(The exercise) Count the lines in the data below that contain the string "truck", treating case as significant, and reply with the number alone.
━━ Dataset excerpts
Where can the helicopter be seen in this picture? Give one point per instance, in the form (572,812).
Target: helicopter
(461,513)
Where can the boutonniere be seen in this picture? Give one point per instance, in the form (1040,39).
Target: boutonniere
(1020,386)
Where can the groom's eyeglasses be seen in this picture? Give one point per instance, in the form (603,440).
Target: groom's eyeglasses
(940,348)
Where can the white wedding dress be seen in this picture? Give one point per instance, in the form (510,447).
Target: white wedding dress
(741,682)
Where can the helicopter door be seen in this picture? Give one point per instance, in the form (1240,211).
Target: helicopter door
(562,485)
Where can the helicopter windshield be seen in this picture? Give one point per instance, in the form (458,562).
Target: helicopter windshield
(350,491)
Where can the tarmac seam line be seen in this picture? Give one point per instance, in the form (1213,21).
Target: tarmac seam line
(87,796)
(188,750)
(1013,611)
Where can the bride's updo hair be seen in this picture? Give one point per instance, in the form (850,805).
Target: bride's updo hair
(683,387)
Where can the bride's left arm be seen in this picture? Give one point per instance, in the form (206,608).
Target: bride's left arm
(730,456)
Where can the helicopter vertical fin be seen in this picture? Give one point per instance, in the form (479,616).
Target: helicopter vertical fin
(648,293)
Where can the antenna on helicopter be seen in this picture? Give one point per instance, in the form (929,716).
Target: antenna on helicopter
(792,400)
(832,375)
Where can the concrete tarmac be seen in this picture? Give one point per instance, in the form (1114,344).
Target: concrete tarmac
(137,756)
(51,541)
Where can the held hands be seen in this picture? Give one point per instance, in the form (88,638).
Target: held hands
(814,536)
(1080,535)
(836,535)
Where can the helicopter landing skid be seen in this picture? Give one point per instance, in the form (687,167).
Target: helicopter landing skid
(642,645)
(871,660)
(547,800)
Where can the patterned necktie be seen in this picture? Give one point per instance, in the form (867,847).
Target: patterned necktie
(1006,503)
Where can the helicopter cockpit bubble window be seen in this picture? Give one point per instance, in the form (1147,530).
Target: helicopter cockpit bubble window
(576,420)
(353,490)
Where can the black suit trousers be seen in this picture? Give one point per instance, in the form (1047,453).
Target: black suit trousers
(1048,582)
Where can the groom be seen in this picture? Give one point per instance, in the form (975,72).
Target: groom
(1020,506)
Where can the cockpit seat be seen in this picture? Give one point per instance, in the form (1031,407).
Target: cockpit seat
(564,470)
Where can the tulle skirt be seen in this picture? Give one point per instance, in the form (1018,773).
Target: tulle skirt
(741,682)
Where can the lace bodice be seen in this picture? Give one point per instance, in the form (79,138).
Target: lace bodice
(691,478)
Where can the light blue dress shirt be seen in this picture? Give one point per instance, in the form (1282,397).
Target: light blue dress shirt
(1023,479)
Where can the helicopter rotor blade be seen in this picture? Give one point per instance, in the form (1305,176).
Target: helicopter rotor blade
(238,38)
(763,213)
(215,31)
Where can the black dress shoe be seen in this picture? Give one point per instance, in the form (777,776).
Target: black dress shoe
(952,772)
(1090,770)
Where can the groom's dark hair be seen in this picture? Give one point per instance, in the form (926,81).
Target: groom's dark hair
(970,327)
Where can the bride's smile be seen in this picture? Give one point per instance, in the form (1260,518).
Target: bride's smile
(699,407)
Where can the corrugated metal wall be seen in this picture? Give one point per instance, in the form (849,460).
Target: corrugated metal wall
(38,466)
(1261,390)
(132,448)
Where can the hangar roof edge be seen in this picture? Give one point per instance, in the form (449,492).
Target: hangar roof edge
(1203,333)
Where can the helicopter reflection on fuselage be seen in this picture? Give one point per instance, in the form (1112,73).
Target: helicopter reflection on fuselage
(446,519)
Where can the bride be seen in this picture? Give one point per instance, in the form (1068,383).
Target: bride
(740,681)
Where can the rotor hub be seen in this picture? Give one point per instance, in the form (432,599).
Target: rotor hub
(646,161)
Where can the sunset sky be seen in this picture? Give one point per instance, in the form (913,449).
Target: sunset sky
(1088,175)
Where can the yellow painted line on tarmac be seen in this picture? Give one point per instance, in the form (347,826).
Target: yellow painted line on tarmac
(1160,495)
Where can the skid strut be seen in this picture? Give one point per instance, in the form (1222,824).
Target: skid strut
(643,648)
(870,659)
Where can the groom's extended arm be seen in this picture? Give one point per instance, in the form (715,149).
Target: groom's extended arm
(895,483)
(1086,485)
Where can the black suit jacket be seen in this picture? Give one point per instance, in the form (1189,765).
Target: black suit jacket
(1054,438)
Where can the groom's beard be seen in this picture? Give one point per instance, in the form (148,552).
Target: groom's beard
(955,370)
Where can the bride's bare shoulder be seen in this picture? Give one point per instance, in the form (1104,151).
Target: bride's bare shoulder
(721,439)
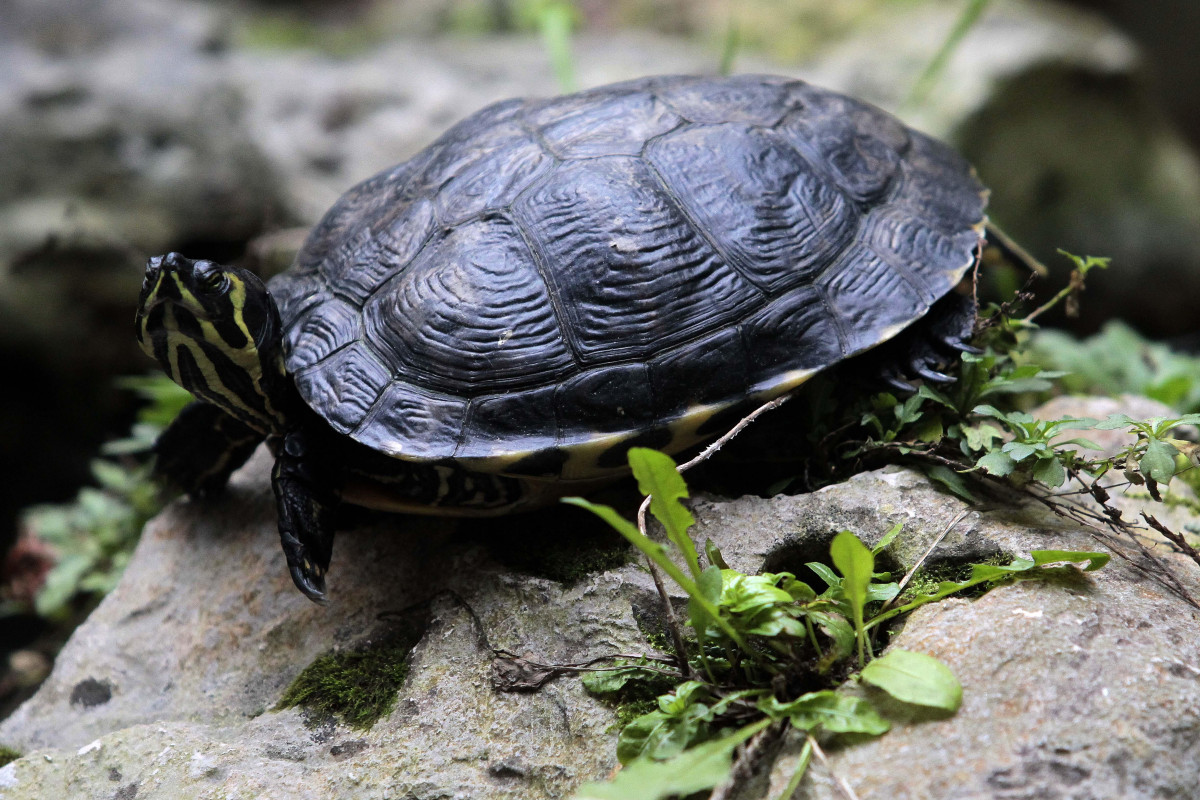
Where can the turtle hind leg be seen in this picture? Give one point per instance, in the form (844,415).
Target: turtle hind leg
━━━━
━━ Dataset excerpts
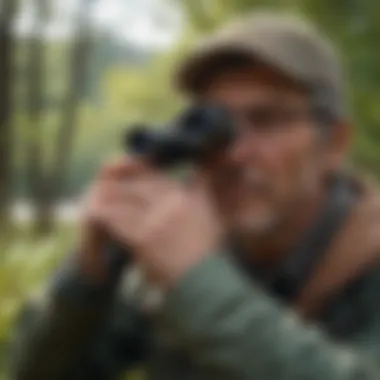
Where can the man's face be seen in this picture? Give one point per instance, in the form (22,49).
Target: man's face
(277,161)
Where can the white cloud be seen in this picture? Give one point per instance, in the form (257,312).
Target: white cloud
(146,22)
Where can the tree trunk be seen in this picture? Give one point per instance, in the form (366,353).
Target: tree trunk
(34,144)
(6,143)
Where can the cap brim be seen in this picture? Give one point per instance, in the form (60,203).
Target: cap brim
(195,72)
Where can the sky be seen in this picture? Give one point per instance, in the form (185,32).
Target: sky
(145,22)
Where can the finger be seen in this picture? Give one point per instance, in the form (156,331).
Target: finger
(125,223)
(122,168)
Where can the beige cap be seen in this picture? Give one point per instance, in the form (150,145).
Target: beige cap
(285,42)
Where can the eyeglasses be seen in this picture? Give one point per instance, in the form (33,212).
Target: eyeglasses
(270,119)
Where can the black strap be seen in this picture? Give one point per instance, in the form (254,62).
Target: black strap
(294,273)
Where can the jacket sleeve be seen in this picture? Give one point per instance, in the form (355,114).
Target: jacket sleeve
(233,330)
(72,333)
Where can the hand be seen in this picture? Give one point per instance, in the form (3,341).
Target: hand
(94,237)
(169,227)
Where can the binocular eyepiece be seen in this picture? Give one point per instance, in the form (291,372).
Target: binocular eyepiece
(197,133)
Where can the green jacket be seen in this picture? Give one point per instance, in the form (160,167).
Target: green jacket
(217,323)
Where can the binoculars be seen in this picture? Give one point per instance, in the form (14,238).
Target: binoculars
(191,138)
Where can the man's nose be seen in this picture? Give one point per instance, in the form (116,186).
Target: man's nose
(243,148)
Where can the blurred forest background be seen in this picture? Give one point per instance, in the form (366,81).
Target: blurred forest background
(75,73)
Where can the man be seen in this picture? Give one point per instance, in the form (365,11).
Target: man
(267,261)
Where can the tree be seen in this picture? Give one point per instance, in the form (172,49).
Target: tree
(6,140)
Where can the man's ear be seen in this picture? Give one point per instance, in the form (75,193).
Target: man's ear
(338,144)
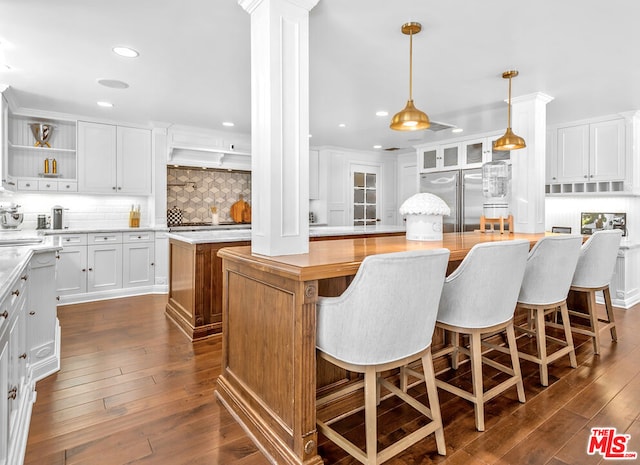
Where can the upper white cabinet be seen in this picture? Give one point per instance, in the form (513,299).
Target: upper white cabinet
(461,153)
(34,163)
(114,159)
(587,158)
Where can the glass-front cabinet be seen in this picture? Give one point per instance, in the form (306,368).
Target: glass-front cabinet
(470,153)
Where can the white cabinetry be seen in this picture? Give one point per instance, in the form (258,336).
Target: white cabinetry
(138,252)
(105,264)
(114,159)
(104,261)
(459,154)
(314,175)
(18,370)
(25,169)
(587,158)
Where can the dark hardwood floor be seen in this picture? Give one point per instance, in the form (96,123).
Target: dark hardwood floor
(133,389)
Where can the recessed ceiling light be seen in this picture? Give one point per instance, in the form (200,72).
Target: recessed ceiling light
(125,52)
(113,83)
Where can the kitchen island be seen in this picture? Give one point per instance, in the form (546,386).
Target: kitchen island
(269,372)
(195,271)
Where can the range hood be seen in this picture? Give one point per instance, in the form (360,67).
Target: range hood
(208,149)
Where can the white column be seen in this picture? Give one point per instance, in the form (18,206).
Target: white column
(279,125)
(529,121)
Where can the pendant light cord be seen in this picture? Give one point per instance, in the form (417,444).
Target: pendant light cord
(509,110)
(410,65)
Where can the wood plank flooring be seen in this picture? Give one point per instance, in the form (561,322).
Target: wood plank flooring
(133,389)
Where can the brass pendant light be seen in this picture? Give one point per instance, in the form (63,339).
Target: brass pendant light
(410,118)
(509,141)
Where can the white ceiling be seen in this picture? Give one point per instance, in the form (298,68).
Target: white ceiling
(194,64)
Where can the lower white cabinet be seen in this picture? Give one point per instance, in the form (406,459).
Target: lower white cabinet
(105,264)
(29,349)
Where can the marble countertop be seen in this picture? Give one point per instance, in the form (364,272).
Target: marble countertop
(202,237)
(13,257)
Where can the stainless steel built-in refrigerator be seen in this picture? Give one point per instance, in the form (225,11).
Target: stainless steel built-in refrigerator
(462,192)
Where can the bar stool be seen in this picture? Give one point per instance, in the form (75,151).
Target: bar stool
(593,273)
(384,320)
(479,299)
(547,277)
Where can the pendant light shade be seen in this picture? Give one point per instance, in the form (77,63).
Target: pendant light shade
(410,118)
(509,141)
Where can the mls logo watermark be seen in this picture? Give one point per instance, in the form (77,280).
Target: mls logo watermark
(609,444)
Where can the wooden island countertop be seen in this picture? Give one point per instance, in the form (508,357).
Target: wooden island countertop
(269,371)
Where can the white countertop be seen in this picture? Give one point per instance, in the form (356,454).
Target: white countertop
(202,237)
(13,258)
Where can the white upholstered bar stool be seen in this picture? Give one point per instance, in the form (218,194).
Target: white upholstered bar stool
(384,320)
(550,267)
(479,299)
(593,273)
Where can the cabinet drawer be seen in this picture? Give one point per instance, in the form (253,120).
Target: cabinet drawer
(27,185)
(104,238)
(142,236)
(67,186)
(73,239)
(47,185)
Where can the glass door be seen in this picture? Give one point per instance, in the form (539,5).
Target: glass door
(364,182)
━━━━
━━ Dataset excerpts
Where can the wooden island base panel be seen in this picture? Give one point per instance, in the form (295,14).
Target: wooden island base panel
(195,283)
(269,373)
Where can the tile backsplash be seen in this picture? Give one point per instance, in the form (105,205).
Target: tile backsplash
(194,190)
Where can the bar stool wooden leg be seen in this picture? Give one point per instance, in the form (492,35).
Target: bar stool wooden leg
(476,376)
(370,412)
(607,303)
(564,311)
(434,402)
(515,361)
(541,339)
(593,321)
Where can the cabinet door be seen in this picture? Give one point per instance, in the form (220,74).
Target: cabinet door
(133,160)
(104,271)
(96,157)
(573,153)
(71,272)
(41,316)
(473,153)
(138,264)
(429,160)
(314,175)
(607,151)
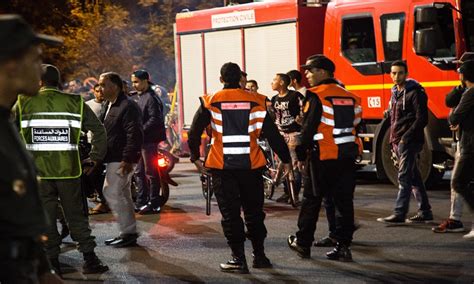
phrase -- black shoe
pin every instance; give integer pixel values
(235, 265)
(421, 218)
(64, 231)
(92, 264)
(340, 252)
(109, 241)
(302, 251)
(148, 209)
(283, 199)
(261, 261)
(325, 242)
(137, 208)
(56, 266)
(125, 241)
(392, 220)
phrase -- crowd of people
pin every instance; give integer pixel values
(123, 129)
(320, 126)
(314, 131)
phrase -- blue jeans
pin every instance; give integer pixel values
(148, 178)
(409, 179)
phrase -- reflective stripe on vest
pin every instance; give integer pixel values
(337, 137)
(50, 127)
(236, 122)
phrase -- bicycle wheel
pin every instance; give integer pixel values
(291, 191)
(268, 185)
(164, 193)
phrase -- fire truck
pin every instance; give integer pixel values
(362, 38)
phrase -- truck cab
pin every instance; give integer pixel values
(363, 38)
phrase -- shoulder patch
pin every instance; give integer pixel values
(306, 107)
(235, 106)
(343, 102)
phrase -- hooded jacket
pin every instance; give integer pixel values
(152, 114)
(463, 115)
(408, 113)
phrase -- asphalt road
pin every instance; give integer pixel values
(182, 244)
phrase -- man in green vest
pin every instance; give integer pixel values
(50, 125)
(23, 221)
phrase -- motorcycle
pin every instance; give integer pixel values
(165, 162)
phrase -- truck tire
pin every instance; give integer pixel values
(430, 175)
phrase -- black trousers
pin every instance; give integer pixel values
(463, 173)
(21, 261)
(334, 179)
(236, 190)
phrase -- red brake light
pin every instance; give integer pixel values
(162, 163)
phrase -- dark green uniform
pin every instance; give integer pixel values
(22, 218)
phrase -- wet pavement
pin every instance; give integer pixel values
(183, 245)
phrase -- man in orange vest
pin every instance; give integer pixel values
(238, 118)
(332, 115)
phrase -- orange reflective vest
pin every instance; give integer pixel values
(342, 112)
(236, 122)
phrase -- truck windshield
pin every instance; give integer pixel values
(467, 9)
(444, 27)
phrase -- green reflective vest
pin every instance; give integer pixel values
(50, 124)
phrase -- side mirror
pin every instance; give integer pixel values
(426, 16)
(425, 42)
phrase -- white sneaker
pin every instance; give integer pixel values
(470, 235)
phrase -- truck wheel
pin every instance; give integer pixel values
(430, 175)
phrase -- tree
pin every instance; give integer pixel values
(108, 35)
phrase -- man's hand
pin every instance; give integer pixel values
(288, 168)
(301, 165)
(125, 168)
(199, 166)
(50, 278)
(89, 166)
━━━━
(Finished exercise) 5